[[ Extracted records, beginning ]]

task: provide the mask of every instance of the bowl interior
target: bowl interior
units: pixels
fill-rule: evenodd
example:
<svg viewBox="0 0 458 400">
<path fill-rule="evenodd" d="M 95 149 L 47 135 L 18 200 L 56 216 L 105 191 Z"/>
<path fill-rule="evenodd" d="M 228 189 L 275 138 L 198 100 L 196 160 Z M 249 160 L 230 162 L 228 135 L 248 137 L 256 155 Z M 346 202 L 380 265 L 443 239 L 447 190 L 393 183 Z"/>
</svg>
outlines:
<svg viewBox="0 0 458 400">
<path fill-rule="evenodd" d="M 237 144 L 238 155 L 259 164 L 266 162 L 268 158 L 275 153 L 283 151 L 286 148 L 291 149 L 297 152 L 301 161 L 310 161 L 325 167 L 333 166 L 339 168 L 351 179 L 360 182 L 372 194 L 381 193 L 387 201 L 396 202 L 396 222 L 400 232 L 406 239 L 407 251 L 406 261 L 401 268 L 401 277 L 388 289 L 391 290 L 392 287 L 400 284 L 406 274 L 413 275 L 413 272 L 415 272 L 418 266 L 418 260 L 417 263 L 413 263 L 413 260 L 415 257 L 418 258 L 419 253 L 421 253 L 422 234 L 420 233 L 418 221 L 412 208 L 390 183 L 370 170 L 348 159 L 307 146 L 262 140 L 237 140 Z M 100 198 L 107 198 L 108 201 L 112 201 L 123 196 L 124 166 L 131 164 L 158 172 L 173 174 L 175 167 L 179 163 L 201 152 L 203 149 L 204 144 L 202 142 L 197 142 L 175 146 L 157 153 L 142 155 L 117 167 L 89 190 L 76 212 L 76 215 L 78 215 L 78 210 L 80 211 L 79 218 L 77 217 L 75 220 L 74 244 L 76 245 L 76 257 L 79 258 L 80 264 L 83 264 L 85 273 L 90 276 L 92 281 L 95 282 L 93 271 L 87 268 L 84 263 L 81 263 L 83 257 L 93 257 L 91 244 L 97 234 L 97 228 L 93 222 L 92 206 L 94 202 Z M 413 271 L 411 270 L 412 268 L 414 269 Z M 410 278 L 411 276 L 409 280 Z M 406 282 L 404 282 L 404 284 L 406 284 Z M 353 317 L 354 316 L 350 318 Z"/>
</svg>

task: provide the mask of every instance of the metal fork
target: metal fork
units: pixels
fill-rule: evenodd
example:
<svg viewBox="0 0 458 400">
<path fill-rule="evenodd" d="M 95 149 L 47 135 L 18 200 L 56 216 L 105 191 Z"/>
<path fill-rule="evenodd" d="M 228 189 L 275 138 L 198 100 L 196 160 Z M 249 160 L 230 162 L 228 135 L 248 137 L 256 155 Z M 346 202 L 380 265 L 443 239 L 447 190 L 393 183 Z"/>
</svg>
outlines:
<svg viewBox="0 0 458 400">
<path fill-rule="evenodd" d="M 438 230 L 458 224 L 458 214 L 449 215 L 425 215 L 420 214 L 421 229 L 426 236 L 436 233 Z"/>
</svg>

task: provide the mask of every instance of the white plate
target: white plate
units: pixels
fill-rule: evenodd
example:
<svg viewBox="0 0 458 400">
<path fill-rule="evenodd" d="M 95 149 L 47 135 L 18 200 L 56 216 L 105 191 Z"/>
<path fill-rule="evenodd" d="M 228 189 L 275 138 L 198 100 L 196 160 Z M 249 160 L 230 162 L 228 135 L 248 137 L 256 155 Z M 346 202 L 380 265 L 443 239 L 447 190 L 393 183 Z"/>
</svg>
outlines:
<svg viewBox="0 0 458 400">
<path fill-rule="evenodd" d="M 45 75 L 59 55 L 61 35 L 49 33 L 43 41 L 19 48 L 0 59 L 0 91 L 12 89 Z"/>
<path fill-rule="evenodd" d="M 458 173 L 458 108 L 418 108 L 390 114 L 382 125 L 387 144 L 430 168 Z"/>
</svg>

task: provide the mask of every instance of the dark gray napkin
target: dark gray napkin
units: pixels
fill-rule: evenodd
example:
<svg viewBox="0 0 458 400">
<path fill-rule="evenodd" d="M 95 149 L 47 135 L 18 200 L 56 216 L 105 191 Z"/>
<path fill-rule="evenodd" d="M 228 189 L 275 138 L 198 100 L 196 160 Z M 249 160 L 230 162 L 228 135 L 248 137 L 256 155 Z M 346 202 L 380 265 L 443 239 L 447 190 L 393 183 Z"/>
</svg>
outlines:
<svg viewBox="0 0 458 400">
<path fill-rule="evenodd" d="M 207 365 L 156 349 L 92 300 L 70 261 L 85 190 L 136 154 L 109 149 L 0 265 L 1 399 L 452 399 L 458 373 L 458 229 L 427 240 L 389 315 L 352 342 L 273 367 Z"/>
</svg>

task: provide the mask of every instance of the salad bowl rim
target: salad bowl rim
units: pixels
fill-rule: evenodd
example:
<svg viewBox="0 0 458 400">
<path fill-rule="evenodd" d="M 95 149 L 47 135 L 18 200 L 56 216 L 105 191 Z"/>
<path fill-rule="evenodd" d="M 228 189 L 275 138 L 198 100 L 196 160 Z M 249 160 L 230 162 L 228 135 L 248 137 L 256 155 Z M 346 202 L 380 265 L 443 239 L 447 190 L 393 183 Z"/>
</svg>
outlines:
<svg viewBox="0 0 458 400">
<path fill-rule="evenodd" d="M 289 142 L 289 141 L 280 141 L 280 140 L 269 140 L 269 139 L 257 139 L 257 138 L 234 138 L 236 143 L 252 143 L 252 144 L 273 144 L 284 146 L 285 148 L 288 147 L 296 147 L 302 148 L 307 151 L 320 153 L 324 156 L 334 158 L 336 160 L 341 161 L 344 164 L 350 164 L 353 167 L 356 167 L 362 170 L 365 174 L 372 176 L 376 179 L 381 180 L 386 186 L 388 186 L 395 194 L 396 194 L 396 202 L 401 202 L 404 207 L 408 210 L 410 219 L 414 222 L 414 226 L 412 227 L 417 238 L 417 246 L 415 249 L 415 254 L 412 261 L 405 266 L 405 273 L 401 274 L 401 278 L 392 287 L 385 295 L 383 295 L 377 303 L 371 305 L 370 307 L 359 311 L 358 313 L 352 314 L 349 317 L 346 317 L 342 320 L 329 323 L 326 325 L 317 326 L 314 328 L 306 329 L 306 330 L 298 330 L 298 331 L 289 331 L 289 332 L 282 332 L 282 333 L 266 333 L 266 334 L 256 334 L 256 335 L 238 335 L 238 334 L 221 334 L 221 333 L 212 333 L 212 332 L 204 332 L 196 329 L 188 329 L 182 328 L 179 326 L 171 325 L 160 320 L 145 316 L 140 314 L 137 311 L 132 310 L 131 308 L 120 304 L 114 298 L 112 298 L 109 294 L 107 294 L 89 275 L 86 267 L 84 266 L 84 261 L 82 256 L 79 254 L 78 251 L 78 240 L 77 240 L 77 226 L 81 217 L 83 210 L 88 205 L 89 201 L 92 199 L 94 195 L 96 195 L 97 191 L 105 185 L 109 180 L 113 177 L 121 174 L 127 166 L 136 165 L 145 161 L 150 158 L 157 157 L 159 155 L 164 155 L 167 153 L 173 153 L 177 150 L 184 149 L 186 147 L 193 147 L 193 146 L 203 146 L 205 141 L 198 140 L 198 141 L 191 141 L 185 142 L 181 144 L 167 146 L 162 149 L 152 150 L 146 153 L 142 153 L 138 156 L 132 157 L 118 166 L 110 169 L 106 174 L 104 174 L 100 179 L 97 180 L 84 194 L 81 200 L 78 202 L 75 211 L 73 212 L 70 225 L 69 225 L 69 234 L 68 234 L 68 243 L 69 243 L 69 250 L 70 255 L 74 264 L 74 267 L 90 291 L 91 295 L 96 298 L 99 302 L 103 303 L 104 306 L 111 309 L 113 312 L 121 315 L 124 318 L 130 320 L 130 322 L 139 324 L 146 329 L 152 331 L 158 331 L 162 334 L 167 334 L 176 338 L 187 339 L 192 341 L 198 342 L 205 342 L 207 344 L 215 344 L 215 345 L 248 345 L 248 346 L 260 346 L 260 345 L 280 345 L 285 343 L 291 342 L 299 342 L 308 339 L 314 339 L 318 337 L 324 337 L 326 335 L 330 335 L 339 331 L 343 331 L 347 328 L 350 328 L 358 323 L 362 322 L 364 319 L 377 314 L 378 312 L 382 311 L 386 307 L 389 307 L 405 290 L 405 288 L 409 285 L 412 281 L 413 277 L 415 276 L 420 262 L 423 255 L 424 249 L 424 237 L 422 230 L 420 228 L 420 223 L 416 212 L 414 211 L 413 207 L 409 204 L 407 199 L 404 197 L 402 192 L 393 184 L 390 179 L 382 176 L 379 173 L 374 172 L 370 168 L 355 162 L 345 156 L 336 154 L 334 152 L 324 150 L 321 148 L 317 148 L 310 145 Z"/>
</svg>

[[ Extracted records, end ]]

▶ [The problem]
For every line above that has "task" in it, copy the line.

▶ [Expected output]
task: provide the mask of every instance of the bowl interior
task: provide the mask of every instance of the metal fork
task: provide the mask of every instance of the white plate
task: provide the mask of every instance of the dark gray napkin
task: provide the mask of every instance of the salad bowl rim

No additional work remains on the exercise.